Exercise instructions >>
From the line containing "Target: wheelhouse window" down to the line containing "Target: leafy green tree" in the records below, reproduce every line exactly, ends included, and omit all others.

——

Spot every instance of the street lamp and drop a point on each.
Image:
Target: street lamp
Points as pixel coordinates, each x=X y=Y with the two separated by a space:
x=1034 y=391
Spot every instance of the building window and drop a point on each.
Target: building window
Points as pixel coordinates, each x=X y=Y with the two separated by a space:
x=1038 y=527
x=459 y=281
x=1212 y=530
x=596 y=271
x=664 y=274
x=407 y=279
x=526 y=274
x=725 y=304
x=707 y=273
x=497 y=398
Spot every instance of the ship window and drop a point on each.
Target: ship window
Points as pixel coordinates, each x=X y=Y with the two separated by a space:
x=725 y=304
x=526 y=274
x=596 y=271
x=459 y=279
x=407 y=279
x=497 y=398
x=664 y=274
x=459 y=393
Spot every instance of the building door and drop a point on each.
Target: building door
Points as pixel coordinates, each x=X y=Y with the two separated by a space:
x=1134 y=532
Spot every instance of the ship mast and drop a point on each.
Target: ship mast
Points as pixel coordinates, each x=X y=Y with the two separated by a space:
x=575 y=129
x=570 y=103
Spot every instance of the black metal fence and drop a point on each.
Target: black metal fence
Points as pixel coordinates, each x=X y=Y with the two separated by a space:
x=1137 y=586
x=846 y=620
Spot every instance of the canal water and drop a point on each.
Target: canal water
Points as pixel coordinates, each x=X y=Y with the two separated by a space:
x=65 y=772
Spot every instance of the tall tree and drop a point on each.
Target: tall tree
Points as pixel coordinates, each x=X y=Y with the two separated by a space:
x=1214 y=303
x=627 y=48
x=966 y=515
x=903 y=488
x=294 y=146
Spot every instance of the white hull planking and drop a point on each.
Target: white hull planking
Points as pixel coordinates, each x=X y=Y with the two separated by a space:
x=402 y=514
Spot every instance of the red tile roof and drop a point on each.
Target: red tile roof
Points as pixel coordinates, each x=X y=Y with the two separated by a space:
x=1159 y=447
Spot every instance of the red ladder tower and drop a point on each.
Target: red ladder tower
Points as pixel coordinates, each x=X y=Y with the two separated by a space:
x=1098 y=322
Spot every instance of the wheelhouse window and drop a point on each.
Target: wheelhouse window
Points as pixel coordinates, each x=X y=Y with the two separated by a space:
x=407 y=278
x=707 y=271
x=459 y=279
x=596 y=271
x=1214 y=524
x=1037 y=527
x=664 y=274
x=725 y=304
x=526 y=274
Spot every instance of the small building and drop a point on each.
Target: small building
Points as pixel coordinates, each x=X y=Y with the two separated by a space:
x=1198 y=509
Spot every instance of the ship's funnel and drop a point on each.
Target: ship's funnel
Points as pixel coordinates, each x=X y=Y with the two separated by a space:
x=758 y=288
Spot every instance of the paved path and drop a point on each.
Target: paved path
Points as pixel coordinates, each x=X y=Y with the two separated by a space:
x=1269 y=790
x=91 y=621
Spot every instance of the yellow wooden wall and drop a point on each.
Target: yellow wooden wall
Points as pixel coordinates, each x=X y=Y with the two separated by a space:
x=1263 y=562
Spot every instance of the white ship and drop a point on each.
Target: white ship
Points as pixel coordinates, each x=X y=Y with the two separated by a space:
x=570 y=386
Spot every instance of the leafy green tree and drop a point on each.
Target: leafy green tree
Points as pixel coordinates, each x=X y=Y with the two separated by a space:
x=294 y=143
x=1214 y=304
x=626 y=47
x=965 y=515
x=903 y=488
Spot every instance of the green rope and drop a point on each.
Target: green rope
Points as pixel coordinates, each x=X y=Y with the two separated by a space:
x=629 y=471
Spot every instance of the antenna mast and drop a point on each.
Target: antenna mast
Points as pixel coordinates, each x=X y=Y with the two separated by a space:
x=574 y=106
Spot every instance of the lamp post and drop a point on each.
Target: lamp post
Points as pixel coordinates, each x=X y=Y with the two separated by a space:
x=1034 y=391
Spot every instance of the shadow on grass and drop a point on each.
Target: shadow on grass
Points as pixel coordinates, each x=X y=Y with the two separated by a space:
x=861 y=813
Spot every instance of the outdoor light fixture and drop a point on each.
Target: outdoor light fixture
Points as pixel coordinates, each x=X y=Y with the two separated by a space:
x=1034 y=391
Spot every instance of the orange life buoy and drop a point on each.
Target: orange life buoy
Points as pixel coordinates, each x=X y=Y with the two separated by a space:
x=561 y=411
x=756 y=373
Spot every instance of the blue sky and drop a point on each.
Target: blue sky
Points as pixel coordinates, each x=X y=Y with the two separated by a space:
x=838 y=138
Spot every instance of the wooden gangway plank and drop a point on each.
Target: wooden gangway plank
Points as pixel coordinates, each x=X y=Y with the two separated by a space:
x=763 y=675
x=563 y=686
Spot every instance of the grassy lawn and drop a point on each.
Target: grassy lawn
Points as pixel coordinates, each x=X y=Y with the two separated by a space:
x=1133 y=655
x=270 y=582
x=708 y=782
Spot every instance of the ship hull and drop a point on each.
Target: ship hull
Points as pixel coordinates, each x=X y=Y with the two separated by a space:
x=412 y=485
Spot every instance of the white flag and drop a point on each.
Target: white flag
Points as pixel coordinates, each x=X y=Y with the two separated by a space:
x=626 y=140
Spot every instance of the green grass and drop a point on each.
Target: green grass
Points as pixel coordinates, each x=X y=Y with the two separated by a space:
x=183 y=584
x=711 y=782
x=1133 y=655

——

Solution to this exercise >>
Target: wheelhouse window
Points as pixel coordinates, each x=X y=Y with the two separated by a space:
x=407 y=278
x=707 y=271
x=459 y=279
x=596 y=271
x=1214 y=524
x=1037 y=527
x=664 y=274
x=725 y=304
x=526 y=274
Spot every instance of the small building and drop a point on each.
Target: small building
Points as pixel coordinates, each x=X y=Y with the two separated by a space:
x=1198 y=509
Spot every instance of the ship's funnel and drop a point on each.
Target: ship's funnel
Points as pixel coordinates, each x=X y=Y with the two separated by a space:
x=758 y=288
Spot every instance of the paved path and drop a point on each.
Target: paved path
Points as pixel coordinates, each x=X y=Y with the two separated by a space:
x=1269 y=790
x=91 y=621
Spot every instance of the yellow wooden wall and drop a point on each.
Target: yellow wooden wall
Points as pixel coordinates, each x=X y=Y with the two separated by a space:
x=1263 y=562
Spot every instance of the white ship and drop a point on each.
Target: white ship
Points as pixel coordinates, each x=X y=Y with the two separated by a space:
x=570 y=386
Spot every instance of the leafy green tree and drop a point on each.
Target: leafy green tree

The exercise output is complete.